[START SUPPLIED RECORDS]

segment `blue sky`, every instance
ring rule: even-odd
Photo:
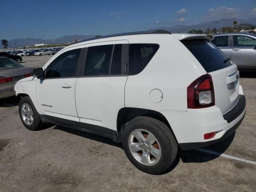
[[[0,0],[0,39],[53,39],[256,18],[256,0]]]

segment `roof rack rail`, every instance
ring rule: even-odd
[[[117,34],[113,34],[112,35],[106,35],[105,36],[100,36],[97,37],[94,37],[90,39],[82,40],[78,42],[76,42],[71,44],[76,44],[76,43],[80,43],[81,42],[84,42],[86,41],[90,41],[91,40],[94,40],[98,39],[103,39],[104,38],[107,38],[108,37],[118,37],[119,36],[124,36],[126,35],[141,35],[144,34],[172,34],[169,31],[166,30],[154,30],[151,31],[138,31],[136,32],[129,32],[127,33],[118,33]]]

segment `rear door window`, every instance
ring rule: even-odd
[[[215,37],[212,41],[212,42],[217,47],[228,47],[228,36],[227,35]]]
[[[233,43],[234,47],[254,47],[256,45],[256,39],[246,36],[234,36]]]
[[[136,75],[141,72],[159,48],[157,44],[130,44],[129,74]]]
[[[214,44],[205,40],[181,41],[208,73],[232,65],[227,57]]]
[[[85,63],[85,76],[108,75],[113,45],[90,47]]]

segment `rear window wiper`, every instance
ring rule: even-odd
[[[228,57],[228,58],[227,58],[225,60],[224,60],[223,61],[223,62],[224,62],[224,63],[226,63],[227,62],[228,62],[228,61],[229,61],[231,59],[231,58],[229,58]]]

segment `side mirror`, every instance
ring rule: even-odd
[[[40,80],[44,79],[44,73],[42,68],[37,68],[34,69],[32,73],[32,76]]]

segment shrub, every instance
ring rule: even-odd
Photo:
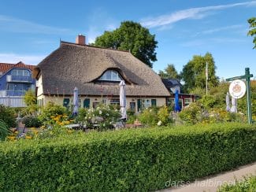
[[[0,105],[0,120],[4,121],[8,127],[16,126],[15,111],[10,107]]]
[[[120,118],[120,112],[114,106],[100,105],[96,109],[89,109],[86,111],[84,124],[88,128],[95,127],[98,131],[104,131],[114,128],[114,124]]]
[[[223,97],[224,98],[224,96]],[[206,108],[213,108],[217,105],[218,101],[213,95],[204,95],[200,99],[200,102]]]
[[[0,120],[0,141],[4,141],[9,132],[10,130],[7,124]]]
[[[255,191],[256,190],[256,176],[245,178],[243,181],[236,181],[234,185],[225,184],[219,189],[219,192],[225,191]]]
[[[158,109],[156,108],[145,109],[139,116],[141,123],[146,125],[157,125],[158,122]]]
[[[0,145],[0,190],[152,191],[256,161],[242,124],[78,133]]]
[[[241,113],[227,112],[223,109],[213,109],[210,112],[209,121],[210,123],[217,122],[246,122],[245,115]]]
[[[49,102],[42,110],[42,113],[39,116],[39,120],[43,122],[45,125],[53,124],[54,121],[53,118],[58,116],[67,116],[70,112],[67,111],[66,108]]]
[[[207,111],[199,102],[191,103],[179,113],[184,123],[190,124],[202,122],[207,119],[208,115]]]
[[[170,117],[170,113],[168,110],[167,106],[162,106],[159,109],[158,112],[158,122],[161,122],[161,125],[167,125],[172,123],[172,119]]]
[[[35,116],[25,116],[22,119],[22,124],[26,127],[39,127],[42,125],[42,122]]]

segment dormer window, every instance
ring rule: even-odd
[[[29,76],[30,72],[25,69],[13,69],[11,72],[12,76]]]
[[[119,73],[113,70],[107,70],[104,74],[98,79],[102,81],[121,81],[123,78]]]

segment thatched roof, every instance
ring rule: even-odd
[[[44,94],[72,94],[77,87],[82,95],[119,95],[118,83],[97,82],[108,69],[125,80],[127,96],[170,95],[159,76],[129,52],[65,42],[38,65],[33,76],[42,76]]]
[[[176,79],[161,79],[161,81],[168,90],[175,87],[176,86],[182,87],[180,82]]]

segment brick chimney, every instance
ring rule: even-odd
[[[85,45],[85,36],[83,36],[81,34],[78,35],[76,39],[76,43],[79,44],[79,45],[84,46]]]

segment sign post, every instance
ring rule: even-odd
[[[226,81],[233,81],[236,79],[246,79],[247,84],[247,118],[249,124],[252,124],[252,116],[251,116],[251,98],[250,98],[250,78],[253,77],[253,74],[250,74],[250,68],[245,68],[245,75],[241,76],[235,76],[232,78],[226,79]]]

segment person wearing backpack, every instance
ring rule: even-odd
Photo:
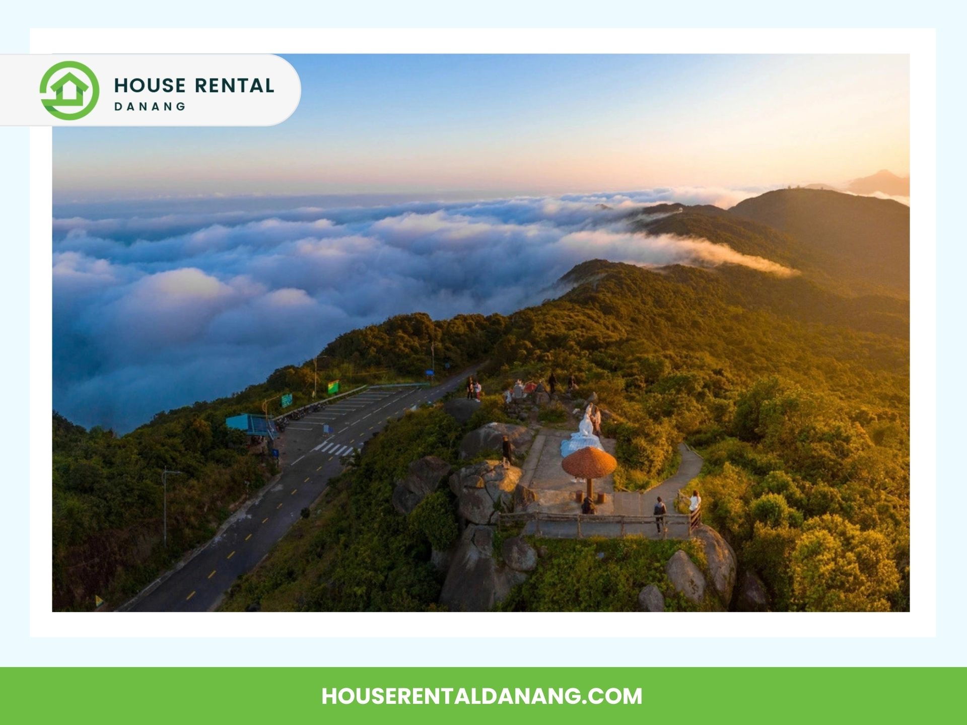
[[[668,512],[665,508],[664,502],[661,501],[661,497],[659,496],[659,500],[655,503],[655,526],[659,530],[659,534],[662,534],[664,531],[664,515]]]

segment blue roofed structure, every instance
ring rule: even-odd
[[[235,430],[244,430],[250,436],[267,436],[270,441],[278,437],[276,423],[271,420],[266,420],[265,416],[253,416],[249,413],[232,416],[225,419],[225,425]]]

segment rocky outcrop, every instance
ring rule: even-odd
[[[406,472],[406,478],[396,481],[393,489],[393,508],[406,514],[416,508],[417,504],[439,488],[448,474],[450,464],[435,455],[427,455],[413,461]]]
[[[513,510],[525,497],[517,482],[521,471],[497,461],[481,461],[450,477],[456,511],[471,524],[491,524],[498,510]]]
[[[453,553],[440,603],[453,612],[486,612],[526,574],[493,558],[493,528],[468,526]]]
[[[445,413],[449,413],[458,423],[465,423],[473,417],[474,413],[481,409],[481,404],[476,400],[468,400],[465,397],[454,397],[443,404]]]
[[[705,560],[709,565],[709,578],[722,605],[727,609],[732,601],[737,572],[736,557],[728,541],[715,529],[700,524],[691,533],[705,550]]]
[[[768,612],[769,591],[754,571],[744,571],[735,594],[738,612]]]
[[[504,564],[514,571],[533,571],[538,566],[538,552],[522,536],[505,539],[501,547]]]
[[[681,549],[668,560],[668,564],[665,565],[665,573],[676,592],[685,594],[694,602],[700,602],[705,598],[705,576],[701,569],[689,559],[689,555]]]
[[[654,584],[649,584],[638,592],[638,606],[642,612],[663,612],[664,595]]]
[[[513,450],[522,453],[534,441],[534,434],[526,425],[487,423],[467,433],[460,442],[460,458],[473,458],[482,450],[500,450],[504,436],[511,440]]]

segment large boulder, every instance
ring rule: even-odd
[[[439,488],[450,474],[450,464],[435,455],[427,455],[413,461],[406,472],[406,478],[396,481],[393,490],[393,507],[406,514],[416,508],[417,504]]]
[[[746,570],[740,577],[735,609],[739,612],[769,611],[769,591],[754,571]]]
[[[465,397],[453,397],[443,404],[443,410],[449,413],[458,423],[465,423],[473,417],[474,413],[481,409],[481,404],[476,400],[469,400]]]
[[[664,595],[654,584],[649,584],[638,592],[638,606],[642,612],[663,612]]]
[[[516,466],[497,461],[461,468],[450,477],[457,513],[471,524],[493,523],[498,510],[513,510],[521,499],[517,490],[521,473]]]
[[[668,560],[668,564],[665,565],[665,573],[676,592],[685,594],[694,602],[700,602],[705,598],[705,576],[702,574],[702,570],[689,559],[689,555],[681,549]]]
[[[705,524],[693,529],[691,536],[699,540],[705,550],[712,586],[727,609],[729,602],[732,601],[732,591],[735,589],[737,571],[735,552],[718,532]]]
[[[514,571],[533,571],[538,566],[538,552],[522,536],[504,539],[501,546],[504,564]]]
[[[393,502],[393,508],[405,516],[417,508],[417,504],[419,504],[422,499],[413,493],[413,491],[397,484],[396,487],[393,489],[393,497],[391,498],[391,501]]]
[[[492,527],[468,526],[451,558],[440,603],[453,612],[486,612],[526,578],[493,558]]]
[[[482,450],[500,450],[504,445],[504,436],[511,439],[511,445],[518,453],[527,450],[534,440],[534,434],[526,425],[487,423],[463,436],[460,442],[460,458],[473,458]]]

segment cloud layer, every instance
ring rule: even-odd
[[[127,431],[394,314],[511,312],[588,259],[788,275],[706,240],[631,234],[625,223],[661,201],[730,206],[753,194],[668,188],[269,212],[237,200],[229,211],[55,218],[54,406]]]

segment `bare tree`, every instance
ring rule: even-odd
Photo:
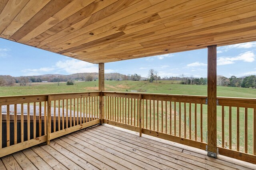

[END SUPPLIED RECORDS]

EXERCISE TASK:
Begin at the line that contains "segment cloud layer, every instance" and continue through the end of the rows, writing those lines out again with their requests and with every polygon coordinate in the answers shifted by -87. Omit the pictures from your answer.

EXERCISE RESULT:
segment cloud layer, every instance
ring rule: even-odd
[[[40,344],[307,227],[424,225],[501,172],[701,188],[619,153],[544,147],[538,136],[574,114],[643,119],[666,107],[581,101],[182,125],[150,113],[142,124],[-32,131],[-33,319]]]

segment `bare tree`, every instance
ring rule: even-odd
Photo:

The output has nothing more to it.